■ WHAT THE TASK ASKS ■
Return each line of the rows below that contains the string "cluster", matching case exactly.

■ ENTRIES PROVIDED ■
--- Begin ---

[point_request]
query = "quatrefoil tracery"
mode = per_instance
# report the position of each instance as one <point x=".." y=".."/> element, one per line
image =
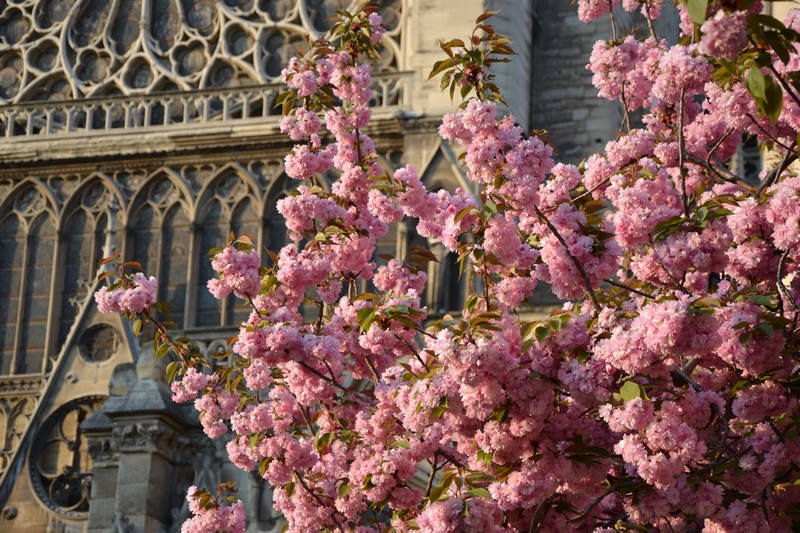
<point x="72" y="49"/>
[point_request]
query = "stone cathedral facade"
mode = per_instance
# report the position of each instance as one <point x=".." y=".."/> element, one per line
<point x="149" y="127"/>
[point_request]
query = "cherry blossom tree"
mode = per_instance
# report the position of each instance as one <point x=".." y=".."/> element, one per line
<point x="662" y="395"/>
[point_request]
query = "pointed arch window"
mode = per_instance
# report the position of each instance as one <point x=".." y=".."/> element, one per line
<point x="159" y="229"/>
<point x="84" y="238"/>
<point x="230" y="208"/>
<point x="28" y="236"/>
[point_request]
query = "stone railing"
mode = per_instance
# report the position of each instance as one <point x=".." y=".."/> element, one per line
<point x="123" y="114"/>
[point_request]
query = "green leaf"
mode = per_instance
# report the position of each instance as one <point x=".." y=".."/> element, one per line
<point x="756" y="84"/>
<point x="541" y="332"/>
<point x="172" y="369"/>
<point x="441" y="66"/>
<point x="773" y="102"/>
<point x="479" y="492"/>
<point x="697" y="10"/>
<point x="760" y="299"/>
<point x="631" y="390"/>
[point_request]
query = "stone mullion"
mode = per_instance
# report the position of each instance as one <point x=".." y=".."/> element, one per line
<point x="227" y="303"/>
<point x="161" y="255"/>
<point x="23" y="285"/>
<point x="53" y="306"/>
<point x="193" y="272"/>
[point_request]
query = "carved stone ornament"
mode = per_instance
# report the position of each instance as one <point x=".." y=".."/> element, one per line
<point x="59" y="461"/>
<point x="72" y="49"/>
<point x="98" y="343"/>
<point x="152" y="436"/>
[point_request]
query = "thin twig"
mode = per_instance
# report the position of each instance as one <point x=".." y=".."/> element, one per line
<point x="650" y="21"/>
<point x="627" y="288"/>
<point x="789" y="157"/>
<point x="681" y="154"/>
<point x="318" y="499"/>
<point x="577" y="263"/>
<point x="414" y="351"/>
<point x="613" y="21"/>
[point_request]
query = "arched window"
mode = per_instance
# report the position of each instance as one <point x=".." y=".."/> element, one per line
<point x="159" y="229"/>
<point x="275" y="234"/>
<point x="84" y="239"/>
<point x="12" y="241"/>
<point x="28" y="236"/>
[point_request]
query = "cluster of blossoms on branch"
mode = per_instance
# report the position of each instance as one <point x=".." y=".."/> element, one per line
<point x="663" y="395"/>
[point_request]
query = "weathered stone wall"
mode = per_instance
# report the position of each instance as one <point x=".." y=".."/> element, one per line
<point x="564" y="101"/>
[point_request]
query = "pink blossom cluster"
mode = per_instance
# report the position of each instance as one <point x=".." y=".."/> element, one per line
<point x="725" y="35"/>
<point x="134" y="298"/>
<point x="662" y="396"/>
<point x="238" y="273"/>
<point x="227" y="518"/>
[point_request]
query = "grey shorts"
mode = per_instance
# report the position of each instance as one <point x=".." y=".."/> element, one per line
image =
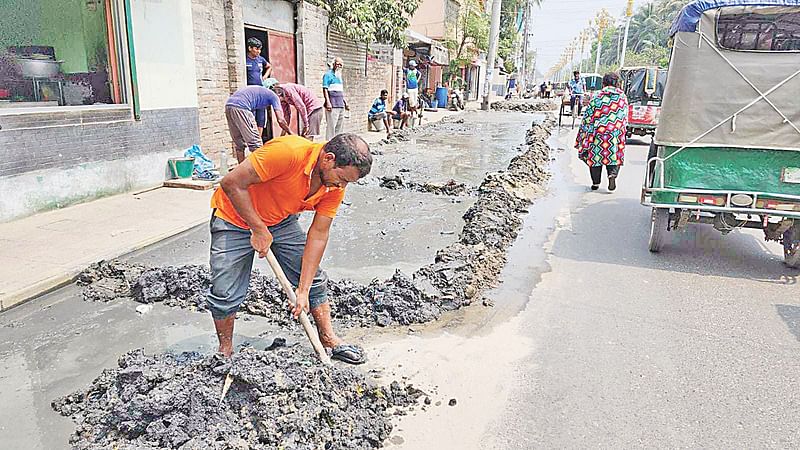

--- End ---

■ FINAL ANSWER ■
query = "cluster of blossoms on branch"
query = "pink blossom cluster"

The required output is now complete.